— Begin —

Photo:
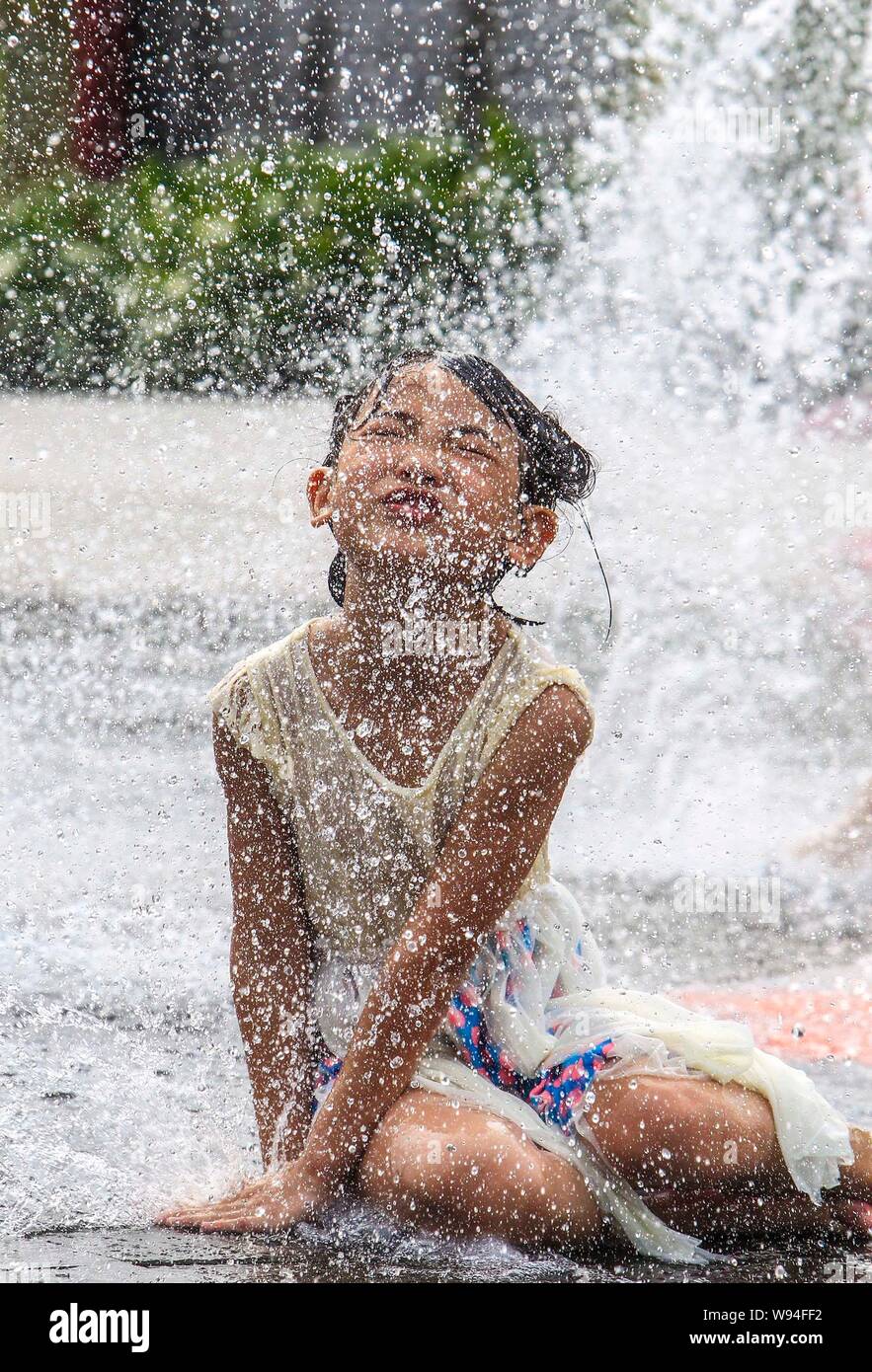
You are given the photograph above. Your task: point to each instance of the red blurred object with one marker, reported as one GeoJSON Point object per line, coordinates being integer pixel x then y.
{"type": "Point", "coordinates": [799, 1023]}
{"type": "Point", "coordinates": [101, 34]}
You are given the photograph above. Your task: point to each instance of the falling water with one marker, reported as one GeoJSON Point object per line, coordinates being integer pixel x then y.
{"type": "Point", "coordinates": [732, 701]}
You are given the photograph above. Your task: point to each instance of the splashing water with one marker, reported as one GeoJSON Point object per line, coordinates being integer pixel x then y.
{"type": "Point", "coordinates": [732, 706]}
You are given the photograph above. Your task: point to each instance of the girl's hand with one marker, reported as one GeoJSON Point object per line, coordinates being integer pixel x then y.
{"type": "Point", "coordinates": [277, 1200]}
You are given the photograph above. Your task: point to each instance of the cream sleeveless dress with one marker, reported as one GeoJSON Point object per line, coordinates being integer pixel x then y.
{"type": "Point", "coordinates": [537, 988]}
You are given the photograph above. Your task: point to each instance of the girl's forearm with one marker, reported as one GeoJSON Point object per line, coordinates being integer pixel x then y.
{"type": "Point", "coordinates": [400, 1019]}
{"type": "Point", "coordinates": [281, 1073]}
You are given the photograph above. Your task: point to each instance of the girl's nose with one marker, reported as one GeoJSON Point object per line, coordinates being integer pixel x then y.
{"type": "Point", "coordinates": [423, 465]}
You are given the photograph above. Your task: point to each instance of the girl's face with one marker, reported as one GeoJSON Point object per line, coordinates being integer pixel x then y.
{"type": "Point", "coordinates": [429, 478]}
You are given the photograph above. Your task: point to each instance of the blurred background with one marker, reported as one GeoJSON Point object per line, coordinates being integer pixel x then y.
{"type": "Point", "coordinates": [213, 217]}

— End —
— Begin —

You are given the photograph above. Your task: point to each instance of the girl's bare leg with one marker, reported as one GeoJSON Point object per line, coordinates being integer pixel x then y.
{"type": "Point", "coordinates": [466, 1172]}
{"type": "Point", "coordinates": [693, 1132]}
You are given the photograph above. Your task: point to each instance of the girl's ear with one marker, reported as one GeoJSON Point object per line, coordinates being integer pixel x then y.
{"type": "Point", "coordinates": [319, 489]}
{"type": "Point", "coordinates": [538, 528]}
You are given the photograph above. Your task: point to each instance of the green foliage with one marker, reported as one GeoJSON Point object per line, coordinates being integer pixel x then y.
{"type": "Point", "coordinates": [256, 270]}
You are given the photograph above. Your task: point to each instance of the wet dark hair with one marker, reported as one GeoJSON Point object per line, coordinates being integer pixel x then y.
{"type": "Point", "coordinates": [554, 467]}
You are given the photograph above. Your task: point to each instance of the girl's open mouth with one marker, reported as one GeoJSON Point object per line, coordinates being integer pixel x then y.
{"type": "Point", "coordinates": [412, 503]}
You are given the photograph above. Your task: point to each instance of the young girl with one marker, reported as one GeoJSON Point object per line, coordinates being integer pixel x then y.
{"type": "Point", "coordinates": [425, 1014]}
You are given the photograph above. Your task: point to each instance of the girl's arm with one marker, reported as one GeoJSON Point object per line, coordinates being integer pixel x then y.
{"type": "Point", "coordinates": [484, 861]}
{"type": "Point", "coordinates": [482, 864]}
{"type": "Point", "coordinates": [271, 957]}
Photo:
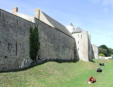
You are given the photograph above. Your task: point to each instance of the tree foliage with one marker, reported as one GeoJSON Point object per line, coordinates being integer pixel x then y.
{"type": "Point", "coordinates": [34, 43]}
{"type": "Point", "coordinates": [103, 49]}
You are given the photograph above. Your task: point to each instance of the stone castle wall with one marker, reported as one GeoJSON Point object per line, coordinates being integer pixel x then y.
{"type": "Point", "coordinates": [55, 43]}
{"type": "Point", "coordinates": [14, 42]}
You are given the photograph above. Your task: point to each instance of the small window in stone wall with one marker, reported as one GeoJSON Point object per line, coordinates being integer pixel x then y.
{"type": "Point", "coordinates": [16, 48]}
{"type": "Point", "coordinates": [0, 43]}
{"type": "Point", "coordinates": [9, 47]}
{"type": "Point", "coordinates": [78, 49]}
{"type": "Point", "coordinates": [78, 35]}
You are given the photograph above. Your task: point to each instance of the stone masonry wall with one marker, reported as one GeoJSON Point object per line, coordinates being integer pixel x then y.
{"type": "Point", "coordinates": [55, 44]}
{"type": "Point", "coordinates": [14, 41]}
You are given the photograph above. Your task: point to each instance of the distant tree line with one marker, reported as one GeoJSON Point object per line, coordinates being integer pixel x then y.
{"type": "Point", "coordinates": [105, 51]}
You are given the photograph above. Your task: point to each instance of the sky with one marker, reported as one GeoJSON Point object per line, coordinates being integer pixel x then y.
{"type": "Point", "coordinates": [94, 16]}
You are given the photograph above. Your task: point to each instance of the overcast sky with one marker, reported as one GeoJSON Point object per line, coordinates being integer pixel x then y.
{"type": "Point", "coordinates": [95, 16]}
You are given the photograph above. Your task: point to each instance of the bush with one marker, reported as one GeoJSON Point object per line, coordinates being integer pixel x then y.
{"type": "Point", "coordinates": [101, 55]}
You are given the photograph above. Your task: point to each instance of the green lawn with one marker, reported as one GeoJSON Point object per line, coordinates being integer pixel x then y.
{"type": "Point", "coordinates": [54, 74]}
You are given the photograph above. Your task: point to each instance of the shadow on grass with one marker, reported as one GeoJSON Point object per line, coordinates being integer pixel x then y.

— End —

▶ _Written instruction_
Show every line of the listing above that contains the word "tree".

▶ _Task solution_
You are given the photograph above. Your task: point to each instance of the tree foliage with one marker, reported as one GeoJSON Point object per line, coordinates being integer pixel x then y.
You are given the photograph above. Your task: point to each instance of the distant tree line with one marker, reported as one GeoJSON Point object per line, coordinates being integer pixel x then y.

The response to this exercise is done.